(Records from a dataset)

# # # # #

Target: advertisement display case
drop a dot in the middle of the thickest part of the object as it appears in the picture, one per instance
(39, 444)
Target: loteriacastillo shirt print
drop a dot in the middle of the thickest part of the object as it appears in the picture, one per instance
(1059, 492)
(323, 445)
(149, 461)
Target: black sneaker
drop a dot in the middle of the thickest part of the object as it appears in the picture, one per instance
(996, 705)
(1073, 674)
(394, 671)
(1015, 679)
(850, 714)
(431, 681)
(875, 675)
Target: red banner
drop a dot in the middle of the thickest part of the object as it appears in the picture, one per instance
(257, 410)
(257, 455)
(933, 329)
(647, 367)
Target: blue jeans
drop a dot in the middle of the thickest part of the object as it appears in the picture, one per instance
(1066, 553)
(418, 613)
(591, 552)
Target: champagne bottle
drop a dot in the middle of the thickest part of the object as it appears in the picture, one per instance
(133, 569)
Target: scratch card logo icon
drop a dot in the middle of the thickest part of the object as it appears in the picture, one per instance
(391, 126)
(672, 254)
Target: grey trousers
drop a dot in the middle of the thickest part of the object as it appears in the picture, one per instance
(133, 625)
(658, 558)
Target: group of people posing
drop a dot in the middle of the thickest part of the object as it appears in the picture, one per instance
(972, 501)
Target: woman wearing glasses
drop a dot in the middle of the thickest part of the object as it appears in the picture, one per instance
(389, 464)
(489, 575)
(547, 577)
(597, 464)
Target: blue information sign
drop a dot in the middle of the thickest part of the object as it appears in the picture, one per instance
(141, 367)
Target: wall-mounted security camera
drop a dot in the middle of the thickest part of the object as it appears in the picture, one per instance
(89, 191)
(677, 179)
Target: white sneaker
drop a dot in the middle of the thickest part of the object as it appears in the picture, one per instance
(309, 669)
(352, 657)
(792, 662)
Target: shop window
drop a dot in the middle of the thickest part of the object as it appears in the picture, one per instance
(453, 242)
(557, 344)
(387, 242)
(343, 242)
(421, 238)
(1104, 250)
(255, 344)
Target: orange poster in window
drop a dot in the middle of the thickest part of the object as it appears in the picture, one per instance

# # # # #

§ TASK BRIEF
Every record should be repeated exactly; please leave none out.

§ REPLY TO THE TASK
Target: advertisement display case
drop a dot in the middle of the thickest part of the object as it appears in the picture, one per instance
(39, 444)
Target: loteriacastillo shirt print
drop a dot in the middle of the thickest part of the object as it appears in the picture, one per instance
(1059, 492)
(323, 445)
(149, 461)
Target: black sneaker
drop a dot in the middle of the thickest part of the object as it appears in the picture, one per instance
(996, 705)
(1073, 674)
(394, 671)
(1015, 679)
(850, 714)
(431, 681)
(875, 675)
Target: red banner
drop a dot in the middle of the thickest part of the object as it appears in the picture, one per instance
(257, 410)
(257, 455)
(933, 329)
(647, 367)
Target: blue jeans
drop a dot in the middle of the thickest part of the object as it appears in the picture, one per instance
(1066, 553)
(418, 613)
(591, 552)
Target: champagne bottle
drop a dot in the middle of the thickest part of the object as it appears in the picture, one per instance
(133, 569)
Target: scratch card logo icon
drop a dot in the middle of the thickest part of the object as it appears in the picture, one per instance
(391, 126)
(672, 254)
Target: grey trousers
drop a dot in the middle of the thickest part of the object as it appears in the picture, one per instance
(133, 625)
(658, 558)
Target: group of people posing
drop a dot in the middle of the thickest part of the object as it appears in the picture, one per instance
(972, 501)
Target: woman wearing glasses
drop a dot in the middle of the thickest part of the object as it appears in the picture, one per instance
(389, 464)
(489, 575)
(547, 577)
(597, 464)
Target: blue information sign
drop a dot in the middle of the thickest part of the object as it appears in the picture, one per instance
(141, 367)
Target: wall-mounted security camera
drop a dot in the middle of the thickest part of the object as it appears in the picture, one per instance
(89, 191)
(677, 179)
Target: white sneaker
drop a dot in the middle of the thickest part of the object as it appears in the picture, one per instance
(309, 669)
(352, 657)
(792, 662)
Target: shop window
drop a dot in the middle of the thickest part of the object as it appears in the picture, one per instance
(453, 242)
(557, 344)
(387, 242)
(343, 242)
(421, 238)
(1104, 250)
(255, 344)
Target: orange poster in window
drop a dot in the middle of the thickest part of the object as it appears in the picture, one per instance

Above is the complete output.